#### Selected excerpt ####
Olympian Alison Herst has suffered a setback in her efforts to bring her adopted daughter Zoe back to North Bay from Haiti.
Olympian Alison Herst has suffered a setback in her efforts to bring her adopted daughter Zoe back to North Bay from Haiti.

Herst, pictured here, and her father Paul have been in Port-au-Prince since October 18 trying to finalize an adoption process which began over a year ago.

A week ago things were looking up.
All that remained was for Zoe to be issued a Haitian passport, and the matter was in the hands of the Haitian Interior Ministry.

Hopes were the passport would be issued within four or five days, meaning Paul, Alison and Zoe could return to Canada Nov. 1.

Application made in wrong name
But an apparent mistake on the part of Herst’s Haitian lawyer has crushed those hopes, said Alison’s mother Linda.

Zoe had been born Tracy Poly Franc to a 15-year-old Haitian girl Oct. 17, ‘02.

Alison, a Grade 6 teacher at Vincent Massey Public School, changed Tracy’s name to Zoe.

“I just liked it,” Herst said. “Zoe means life and she is my life.”

In order to expedite the passport process through the Haitian bureaucracy, Herst’s lawyer was instructed to apply for the passport in Zoe’s birth name.
#### Listed records ####
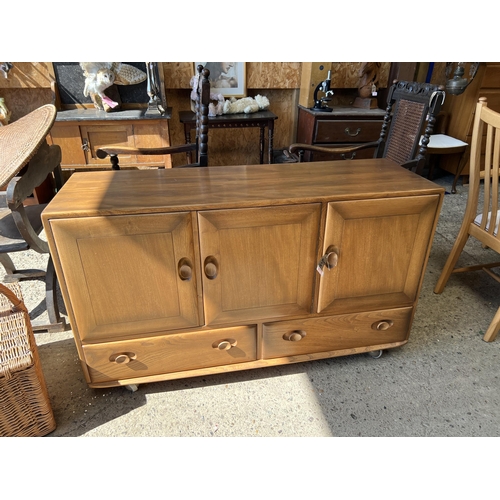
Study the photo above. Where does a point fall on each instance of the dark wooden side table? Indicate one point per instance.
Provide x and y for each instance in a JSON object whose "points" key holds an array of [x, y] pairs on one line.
{"points": [[344, 126], [261, 119]]}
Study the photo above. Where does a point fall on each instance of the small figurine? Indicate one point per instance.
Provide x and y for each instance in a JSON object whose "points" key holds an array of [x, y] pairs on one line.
{"points": [[367, 87], [101, 76]]}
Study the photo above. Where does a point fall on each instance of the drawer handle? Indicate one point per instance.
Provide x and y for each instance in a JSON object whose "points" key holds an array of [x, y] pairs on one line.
{"points": [[343, 156], [348, 132], [224, 345], [330, 259], [185, 270], [383, 325], [294, 336], [211, 268], [123, 358]]}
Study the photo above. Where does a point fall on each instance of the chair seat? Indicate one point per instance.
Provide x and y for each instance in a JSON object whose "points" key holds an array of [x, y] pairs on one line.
{"points": [[443, 141], [10, 238], [479, 219]]}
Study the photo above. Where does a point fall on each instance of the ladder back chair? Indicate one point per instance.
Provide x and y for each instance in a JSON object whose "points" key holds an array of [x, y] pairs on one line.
{"points": [[26, 160], [200, 146], [481, 220], [410, 106]]}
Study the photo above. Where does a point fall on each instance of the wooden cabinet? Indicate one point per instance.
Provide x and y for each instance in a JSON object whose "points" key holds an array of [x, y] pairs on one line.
{"points": [[81, 132], [343, 126], [184, 272]]}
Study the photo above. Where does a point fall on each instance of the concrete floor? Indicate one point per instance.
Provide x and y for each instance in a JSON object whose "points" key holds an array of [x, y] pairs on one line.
{"points": [[443, 382]]}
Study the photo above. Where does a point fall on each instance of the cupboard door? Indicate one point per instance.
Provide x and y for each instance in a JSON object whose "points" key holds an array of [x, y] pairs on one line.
{"points": [[128, 274], [380, 248], [258, 263]]}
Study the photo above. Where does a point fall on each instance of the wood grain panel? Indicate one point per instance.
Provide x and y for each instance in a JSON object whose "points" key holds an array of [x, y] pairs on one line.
{"points": [[170, 353], [381, 248], [336, 332], [264, 259], [273, 75], [128, 259], [29, 75]]}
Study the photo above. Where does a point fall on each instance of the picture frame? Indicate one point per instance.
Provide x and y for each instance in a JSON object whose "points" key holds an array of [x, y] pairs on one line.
{"points": [[226, 78]]}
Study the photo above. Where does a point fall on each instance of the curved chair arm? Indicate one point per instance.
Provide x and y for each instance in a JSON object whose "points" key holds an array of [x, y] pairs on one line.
{"points": [[113, 152], [102, 153], [325, 149]]}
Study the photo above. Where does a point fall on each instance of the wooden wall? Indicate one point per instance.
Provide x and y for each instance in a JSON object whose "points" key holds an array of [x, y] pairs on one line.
{"points": [[280, 82], [29, 85]]}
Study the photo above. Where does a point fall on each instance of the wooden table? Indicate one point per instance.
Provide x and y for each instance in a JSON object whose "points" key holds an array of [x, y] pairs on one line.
{"points": [[261, 119]]}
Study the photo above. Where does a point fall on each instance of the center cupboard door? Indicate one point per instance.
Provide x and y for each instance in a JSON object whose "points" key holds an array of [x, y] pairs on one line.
{"points": [[376, 250], [258, 262], [129, 274]]}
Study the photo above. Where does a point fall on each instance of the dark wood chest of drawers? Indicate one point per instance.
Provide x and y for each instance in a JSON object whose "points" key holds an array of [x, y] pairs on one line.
{"points": [[341, 127]]}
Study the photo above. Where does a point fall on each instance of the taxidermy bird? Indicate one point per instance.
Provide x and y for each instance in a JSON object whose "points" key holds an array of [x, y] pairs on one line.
{"points": [[100, 76]]}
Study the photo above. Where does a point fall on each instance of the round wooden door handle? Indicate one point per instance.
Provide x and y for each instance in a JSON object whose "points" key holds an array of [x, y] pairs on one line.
{"points": [[123, 358], [185, 272], [383, 325], [294, 336], [224, 345], [332, 258], [211, 270]]}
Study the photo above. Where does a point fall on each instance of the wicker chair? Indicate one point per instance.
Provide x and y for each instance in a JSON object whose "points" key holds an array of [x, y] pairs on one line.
{"points": [[480, 222], [25, 162], [411, 112], [200, 146]]}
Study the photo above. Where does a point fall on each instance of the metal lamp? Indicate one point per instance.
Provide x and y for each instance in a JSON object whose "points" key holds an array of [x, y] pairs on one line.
{"points": [[458, 84]]}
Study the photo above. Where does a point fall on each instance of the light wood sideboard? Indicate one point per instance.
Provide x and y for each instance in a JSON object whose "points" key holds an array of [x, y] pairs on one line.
{"points": [[187, 272]]}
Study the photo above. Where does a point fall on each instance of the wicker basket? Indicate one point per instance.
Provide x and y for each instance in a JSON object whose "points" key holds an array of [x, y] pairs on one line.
{"points": [[24, 402]]}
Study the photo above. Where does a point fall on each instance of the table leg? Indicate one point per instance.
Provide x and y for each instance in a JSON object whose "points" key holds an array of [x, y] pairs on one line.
{"points": [[271, 137], [187, 134], [261, 145]]}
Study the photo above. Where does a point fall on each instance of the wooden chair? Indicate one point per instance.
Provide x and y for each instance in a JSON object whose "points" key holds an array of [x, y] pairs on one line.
{"points": [[483, 225], [410, 105], [200, 146], [26, 160]]}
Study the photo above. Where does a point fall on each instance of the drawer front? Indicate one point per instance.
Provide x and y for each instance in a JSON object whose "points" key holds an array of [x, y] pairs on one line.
{"points": [[347, 131], [358, 155], [332, 333], [170, 353]]}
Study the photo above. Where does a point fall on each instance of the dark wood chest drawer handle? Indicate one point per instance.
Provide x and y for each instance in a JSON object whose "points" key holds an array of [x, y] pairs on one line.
{"points": [[123, 358], [348, 132], [343, 156], [383, 325], [224, 345], [294, 336]]}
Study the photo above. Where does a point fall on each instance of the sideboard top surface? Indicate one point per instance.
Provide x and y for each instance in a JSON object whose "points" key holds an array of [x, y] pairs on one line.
{"points": [[167, 190]]}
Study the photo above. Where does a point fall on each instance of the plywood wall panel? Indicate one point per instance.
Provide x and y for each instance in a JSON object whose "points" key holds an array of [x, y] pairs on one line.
{"points": [[273, 75], [29, 75]]}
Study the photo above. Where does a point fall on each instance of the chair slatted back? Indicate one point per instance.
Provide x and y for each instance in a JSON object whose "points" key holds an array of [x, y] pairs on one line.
{"points": [[481, 219], [411, 113], [485, 167]]}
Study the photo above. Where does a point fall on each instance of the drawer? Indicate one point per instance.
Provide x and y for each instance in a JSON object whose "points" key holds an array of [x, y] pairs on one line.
{"points": [[170, 353], [347, 131], [332, 333], [358, 155]]}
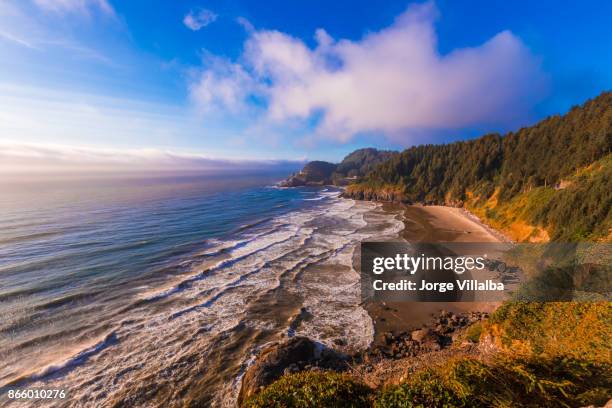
####
Short exercise:
Continue the news story about Alison Herst's efforts to bring Zoe home from Haiti, picking up after its final sentence.

Written response:
“Then they found out the lawyer had made the application in Zoe’s adopted name, which has created another mess and will just draw things out even longer,” Linda Herst said.
“Maybe it was a stall tactic on the lawyer’s part, maybe he wants more money, we don’t know.”

Situation becoming unbearable
Baytoday.ca has been unable to contact either Alison or her boyfriend Stacy Jackson, an American Hockey League linesman living in Corpus Christi, TX.

In the meantime, Linda said, the situation is starting to become unbearable.

“They’re all exhausted because it’s hot there and there’s no air conditioning where they’re staying, and Zoe is just a handful because she has nowhere to play properly,” Linda said.

“And the playpen she’s sleeping in is too small, so every time she rolls over she wakes up.”

Linda said the Canadian embassy in Haiti has been very helpful.

“There’s only so much they can do, though, so it’s hard not to get upset.”